→ **What needs to be done**
Please show every line from the entries that carries the word "Target".

→ **Records to process**

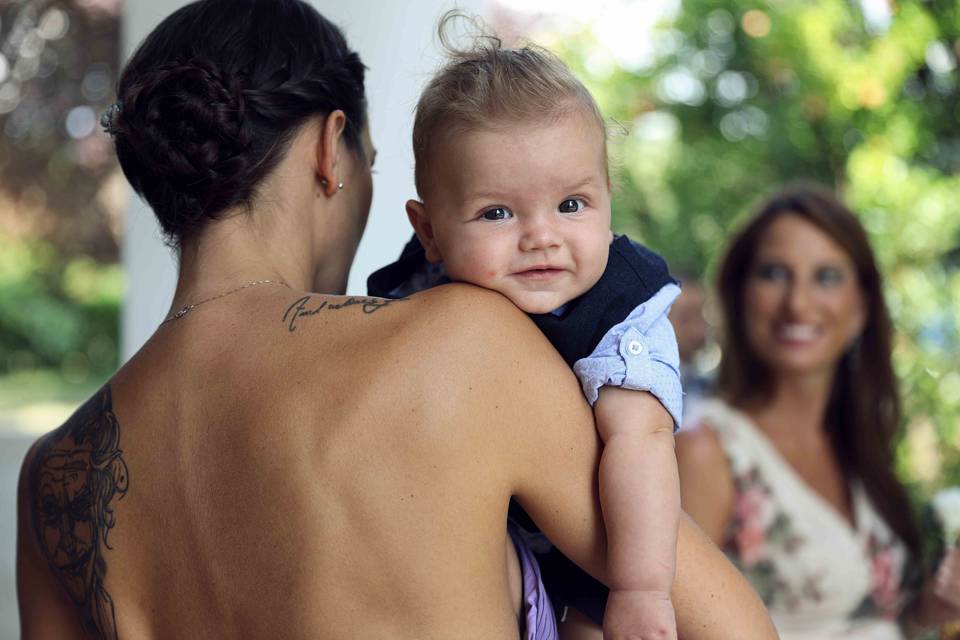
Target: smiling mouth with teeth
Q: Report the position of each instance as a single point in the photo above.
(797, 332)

...

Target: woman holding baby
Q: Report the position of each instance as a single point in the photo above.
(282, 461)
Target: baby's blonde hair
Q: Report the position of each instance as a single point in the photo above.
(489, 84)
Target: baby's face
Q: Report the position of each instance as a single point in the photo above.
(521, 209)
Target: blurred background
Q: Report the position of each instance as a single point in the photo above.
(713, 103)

→ **Written response**
Target: smiling mouth with teeth
Target: woman holding baby
Target: baby's blonde hair
Target: baby's face
Target: blurred background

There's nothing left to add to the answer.